How many lines in the material below contain the string "shirt"? Give only the number.
**** Given data
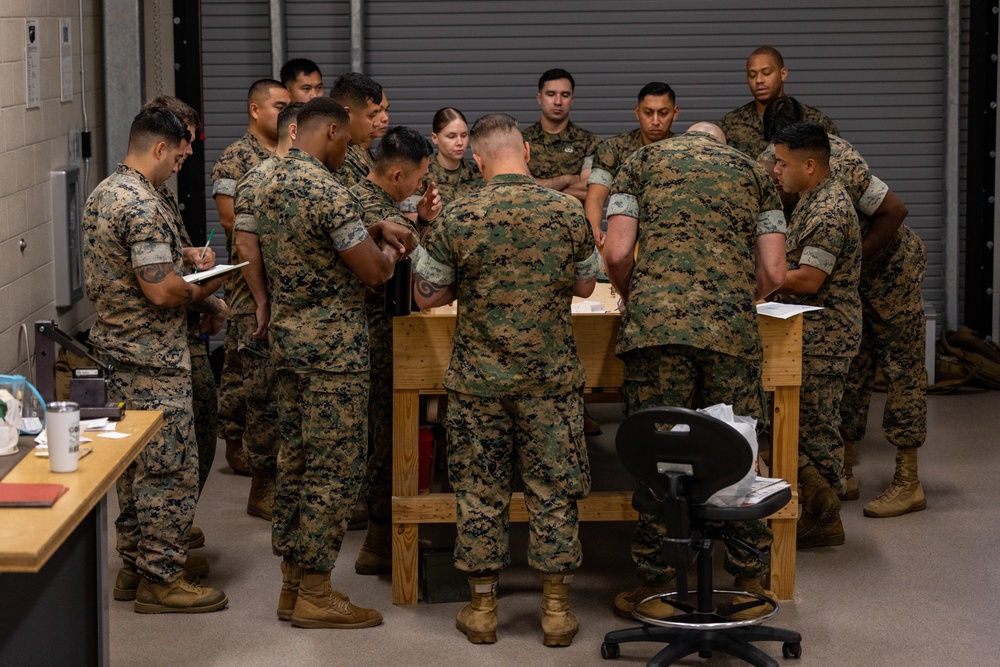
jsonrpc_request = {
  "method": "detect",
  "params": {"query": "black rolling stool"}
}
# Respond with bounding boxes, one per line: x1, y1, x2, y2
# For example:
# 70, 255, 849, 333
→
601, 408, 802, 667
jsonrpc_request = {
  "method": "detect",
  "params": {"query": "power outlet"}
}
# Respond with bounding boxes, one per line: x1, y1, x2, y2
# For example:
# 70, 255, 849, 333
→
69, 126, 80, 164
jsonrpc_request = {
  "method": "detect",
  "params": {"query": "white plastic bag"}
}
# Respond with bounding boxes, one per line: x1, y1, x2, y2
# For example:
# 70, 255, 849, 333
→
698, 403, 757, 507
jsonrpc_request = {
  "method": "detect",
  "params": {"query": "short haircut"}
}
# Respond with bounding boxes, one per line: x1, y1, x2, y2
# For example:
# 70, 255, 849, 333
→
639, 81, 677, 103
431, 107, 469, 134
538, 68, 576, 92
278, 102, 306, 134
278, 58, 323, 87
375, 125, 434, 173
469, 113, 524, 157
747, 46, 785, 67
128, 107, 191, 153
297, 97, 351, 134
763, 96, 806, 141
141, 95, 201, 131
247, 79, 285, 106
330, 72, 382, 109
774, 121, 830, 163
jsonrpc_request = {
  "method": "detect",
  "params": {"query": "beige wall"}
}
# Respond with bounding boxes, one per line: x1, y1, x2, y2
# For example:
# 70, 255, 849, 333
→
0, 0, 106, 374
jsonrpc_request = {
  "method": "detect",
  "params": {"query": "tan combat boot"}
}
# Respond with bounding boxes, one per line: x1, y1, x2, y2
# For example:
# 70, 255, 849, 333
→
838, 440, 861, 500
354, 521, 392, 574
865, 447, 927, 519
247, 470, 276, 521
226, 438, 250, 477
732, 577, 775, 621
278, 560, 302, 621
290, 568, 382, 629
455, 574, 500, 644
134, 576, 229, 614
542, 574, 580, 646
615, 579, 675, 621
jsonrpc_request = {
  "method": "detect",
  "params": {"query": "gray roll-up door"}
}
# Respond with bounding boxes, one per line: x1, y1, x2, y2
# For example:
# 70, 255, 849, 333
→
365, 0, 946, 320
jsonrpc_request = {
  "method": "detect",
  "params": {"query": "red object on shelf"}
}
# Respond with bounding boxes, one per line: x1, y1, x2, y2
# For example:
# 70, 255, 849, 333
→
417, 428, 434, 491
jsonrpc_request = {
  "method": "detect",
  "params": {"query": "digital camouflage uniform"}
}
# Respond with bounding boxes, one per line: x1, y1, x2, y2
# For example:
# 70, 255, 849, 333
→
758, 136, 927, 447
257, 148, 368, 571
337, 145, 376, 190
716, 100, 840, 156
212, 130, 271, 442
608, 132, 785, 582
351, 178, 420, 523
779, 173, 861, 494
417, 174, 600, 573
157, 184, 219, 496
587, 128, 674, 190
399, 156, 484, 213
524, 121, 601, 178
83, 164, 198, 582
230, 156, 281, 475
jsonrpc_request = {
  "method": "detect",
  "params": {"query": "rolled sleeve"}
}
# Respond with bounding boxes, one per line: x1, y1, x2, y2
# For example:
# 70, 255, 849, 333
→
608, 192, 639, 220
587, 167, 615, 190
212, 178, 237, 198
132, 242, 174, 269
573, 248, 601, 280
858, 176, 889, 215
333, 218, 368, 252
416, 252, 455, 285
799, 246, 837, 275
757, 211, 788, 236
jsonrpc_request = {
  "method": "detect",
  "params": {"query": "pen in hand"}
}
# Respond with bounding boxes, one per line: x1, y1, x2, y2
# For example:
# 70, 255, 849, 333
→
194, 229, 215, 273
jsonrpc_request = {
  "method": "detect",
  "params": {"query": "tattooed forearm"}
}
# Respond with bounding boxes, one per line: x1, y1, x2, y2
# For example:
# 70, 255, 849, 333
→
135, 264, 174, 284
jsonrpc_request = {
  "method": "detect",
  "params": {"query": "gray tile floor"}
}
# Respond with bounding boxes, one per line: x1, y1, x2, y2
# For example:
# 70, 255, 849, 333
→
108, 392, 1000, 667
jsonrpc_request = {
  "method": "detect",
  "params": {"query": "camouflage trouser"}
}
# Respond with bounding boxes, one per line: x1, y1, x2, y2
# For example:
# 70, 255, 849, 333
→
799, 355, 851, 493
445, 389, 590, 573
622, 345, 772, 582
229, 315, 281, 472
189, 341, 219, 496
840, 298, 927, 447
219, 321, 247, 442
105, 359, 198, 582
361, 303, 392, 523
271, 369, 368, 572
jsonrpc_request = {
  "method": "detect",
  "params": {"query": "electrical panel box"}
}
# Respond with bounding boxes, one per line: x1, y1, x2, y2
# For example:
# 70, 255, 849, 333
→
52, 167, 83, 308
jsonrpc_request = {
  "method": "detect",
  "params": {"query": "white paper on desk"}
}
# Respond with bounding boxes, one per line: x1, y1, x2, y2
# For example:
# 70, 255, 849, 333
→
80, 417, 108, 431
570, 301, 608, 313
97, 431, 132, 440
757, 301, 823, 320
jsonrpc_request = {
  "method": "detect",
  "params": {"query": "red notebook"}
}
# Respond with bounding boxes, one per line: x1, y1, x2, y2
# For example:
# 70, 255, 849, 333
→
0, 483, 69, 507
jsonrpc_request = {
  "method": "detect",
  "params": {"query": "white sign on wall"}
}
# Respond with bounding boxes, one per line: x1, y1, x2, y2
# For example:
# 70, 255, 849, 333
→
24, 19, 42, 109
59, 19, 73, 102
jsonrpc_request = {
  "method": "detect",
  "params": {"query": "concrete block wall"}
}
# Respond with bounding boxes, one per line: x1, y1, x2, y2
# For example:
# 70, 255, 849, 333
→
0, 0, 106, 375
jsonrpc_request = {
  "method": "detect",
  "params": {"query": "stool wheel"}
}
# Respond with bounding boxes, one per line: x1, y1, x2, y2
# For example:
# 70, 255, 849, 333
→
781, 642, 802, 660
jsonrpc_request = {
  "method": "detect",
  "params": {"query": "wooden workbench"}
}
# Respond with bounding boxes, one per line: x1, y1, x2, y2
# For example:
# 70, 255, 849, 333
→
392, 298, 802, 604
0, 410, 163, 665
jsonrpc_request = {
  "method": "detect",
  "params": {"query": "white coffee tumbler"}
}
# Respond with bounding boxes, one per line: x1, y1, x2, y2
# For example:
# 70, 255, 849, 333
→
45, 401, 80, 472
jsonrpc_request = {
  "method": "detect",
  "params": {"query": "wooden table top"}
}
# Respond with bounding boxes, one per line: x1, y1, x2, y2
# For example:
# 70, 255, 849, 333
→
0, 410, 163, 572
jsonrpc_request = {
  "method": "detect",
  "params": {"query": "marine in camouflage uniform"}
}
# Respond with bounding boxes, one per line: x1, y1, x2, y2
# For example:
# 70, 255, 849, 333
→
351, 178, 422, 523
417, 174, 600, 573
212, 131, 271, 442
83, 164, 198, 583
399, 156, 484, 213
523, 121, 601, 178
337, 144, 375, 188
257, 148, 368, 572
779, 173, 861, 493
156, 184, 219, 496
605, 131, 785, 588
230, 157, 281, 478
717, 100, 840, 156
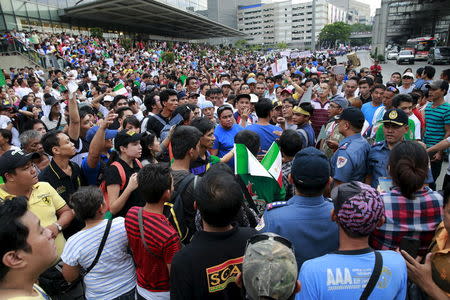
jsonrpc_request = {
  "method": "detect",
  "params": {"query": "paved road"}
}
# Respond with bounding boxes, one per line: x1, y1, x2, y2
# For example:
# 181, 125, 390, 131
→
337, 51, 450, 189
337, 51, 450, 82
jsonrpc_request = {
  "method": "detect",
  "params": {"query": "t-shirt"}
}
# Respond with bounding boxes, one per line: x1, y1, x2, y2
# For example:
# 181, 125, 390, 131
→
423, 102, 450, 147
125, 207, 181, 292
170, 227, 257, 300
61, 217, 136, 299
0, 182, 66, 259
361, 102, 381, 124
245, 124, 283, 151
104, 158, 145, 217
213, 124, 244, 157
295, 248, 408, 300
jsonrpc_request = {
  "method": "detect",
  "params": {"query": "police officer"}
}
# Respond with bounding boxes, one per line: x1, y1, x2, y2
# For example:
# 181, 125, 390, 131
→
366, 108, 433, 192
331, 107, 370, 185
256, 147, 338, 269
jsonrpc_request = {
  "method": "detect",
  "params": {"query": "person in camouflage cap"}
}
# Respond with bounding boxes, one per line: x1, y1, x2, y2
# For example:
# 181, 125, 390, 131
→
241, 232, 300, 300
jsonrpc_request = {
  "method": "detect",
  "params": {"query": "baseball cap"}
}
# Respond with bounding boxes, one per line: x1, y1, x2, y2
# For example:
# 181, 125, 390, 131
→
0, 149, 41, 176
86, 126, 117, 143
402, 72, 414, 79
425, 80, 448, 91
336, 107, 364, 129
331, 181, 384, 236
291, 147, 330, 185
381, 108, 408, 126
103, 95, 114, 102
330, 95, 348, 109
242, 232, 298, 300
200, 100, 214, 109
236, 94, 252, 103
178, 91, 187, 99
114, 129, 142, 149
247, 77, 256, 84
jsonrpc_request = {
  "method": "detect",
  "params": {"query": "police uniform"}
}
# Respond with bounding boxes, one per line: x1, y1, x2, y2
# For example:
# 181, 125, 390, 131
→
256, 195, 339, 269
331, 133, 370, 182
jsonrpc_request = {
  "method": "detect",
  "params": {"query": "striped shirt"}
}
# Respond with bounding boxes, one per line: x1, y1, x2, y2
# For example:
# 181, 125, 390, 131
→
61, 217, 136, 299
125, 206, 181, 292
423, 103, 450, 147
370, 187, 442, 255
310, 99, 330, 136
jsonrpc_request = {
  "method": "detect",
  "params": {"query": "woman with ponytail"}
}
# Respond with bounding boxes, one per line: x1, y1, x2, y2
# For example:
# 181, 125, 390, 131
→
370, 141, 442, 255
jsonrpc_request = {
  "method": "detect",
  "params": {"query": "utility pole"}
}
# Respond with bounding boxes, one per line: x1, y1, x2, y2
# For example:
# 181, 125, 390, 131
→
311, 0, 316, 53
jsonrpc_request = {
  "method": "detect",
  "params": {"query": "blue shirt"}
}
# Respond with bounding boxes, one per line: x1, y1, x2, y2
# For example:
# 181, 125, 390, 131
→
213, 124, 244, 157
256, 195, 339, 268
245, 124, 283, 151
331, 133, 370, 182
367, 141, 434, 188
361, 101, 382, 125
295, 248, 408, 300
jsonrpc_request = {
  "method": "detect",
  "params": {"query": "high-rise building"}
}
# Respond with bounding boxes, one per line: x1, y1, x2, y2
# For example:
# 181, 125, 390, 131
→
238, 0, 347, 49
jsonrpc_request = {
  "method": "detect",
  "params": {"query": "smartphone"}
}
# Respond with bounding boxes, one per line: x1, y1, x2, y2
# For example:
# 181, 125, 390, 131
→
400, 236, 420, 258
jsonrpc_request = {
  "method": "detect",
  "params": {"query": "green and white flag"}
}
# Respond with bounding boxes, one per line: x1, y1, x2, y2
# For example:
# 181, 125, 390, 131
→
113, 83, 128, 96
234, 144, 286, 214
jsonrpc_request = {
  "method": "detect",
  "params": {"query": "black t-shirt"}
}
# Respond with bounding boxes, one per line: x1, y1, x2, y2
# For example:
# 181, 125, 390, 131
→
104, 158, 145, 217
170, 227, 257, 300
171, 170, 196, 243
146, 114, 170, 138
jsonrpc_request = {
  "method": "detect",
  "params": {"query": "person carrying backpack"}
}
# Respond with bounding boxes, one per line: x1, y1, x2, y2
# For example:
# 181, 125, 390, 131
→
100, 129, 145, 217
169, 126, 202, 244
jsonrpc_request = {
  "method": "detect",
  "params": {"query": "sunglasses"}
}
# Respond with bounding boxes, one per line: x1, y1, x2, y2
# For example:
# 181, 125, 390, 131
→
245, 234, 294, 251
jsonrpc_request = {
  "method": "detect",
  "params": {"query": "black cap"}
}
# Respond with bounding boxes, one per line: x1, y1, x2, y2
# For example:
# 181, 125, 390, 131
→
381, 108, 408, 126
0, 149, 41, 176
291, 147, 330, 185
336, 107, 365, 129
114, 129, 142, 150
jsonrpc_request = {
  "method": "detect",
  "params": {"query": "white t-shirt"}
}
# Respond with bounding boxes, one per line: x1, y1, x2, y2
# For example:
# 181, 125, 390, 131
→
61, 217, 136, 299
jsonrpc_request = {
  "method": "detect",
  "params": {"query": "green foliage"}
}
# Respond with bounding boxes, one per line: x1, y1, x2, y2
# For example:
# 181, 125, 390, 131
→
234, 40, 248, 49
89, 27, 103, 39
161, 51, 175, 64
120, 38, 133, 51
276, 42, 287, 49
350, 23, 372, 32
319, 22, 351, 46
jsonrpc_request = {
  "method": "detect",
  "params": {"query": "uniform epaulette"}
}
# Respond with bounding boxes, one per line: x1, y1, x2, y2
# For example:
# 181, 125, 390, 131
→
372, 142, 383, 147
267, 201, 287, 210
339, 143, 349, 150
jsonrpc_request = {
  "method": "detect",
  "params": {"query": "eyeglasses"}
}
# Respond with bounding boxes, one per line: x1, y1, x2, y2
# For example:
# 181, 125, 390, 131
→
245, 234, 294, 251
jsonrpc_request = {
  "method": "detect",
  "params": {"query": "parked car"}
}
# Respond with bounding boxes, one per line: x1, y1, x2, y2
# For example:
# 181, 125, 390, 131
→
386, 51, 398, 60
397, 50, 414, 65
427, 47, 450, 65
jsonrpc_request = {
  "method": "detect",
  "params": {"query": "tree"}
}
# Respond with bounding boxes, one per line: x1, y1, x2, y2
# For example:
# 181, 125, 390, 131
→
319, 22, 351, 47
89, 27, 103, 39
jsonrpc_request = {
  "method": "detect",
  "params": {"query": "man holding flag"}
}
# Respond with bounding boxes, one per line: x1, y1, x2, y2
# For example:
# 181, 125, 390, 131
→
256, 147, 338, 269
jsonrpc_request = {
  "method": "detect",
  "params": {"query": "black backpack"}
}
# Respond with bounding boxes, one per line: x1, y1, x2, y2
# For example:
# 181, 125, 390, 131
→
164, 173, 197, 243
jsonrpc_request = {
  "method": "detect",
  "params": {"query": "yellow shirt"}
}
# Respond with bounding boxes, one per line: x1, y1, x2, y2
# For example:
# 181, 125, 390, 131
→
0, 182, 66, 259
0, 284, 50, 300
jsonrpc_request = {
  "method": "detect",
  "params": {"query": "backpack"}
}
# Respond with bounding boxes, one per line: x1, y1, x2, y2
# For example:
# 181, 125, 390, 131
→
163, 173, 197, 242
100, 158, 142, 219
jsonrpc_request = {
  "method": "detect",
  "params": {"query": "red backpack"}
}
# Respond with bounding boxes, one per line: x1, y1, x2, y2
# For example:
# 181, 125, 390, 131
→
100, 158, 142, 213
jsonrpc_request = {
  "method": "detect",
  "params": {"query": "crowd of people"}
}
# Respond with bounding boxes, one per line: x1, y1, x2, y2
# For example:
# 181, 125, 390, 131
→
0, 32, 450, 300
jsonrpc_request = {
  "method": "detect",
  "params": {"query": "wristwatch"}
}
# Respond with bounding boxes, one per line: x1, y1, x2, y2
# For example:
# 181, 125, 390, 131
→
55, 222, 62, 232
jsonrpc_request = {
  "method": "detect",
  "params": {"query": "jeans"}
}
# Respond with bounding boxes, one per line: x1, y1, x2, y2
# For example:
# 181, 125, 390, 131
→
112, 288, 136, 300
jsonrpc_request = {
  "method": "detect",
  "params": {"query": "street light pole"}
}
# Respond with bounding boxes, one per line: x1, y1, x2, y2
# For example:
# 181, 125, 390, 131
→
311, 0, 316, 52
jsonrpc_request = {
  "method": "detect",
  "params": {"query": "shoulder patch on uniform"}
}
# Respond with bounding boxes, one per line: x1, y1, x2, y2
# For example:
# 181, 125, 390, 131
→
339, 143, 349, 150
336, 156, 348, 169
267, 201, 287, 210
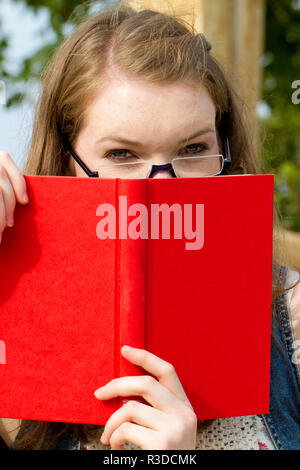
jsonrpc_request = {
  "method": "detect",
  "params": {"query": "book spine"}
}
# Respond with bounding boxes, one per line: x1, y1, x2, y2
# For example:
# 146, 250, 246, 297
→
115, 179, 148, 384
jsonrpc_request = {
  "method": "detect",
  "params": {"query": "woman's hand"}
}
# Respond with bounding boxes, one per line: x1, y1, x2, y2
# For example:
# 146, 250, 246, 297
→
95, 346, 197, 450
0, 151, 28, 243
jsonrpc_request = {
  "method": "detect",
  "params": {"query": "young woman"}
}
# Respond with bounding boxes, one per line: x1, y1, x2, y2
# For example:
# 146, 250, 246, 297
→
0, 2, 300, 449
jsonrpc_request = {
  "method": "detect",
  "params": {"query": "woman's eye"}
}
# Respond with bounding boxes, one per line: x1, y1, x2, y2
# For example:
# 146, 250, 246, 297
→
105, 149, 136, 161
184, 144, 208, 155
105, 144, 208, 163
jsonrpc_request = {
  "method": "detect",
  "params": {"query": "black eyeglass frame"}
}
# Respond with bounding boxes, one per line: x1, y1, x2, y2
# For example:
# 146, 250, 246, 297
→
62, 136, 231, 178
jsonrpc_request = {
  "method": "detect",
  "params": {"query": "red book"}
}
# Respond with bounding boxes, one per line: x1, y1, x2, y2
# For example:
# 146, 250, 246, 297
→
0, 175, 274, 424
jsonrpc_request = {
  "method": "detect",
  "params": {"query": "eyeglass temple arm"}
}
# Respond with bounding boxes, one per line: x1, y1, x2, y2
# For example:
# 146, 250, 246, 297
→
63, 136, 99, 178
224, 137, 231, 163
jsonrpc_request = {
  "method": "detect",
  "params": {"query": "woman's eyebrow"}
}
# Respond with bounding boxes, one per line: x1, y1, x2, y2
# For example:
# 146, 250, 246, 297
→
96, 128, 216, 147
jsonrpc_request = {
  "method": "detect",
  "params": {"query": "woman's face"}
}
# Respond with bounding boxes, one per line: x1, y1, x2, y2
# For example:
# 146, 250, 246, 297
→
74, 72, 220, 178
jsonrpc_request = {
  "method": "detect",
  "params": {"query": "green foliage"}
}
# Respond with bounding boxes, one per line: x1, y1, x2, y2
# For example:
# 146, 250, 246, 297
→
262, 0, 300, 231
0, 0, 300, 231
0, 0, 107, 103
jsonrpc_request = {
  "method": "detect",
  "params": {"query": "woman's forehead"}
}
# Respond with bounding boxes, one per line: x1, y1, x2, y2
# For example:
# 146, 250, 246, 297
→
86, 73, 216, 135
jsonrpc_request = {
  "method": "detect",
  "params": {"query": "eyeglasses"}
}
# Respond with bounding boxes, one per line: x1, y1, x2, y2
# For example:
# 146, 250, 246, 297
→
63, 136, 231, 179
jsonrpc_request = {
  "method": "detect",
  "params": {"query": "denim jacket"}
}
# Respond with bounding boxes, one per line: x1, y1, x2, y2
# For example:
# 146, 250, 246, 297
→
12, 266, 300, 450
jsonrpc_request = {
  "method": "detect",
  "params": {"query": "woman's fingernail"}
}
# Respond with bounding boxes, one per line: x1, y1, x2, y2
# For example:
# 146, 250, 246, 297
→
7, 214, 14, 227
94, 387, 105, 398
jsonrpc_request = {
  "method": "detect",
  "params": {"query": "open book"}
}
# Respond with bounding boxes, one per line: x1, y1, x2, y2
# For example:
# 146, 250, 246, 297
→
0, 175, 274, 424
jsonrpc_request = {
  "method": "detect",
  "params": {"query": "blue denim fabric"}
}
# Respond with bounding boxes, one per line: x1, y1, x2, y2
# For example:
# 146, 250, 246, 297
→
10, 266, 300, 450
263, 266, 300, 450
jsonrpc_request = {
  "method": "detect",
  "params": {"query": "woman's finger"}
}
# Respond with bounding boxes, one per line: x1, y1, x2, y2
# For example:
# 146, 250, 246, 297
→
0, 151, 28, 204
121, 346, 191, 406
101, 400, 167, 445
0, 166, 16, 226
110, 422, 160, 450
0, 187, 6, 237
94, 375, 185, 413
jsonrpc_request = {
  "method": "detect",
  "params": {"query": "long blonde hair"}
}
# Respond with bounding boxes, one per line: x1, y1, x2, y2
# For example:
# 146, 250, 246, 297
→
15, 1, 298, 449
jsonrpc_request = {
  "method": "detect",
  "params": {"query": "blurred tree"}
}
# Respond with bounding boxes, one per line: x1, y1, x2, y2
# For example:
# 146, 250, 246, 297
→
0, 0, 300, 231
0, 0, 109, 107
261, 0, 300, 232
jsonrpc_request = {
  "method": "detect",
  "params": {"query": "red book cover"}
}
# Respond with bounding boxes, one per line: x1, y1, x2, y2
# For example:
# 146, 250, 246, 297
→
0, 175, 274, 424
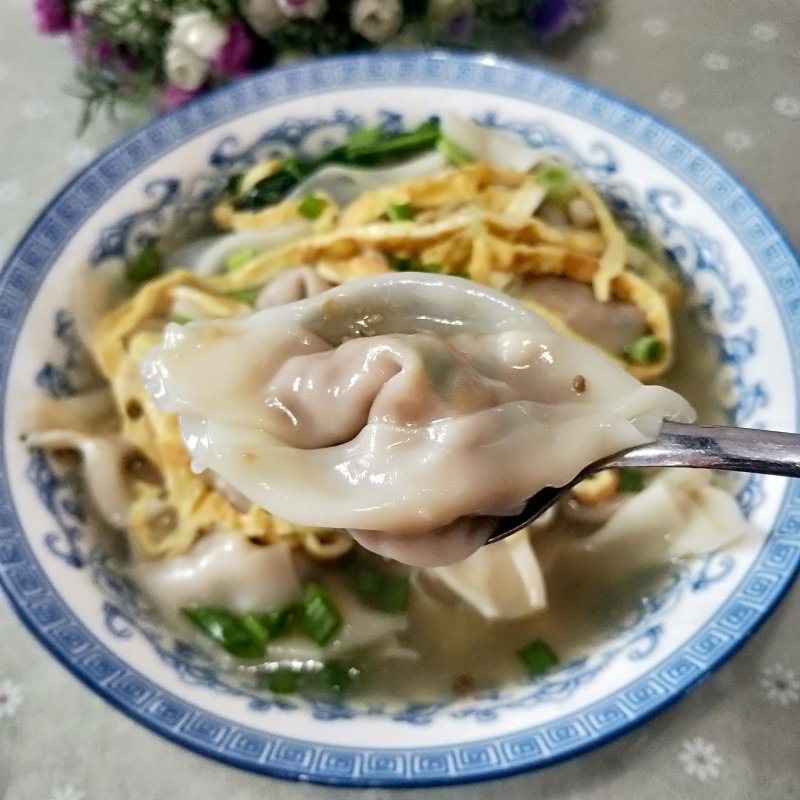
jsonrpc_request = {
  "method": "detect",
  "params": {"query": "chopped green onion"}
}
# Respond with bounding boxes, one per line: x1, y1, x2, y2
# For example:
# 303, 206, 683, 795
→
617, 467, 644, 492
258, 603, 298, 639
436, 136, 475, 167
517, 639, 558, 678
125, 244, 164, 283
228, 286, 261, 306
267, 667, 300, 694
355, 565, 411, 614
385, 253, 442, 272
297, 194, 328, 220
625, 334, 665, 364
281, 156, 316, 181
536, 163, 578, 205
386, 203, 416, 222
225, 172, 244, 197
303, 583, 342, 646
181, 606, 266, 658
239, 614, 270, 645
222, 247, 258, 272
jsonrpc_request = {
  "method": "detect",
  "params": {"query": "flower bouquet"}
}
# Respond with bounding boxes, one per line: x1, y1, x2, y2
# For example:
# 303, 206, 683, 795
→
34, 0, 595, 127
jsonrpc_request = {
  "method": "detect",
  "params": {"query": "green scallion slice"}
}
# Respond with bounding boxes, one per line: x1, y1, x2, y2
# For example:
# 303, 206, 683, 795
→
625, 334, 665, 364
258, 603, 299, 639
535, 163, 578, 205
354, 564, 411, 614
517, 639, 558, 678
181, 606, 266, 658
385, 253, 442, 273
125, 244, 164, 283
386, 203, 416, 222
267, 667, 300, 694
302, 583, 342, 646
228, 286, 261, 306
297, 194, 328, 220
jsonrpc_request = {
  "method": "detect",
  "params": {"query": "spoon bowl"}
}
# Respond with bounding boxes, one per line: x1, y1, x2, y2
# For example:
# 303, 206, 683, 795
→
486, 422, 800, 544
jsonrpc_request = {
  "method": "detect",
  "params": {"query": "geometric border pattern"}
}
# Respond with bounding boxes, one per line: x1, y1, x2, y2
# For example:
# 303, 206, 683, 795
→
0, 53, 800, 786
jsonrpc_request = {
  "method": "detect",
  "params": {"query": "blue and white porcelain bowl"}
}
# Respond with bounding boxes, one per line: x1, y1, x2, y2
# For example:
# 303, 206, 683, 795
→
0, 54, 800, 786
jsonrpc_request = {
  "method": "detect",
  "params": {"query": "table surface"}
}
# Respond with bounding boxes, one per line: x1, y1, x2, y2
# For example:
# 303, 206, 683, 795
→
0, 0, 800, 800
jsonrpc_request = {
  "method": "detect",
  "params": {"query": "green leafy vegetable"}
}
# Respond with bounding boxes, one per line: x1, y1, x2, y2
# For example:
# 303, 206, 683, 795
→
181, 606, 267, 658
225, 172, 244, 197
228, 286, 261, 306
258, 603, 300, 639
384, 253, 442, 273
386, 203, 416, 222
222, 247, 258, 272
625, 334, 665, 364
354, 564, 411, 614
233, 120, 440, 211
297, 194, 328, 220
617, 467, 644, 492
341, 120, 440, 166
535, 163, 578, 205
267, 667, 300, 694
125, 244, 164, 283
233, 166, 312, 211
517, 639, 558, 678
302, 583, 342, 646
********
> **Result below**: 6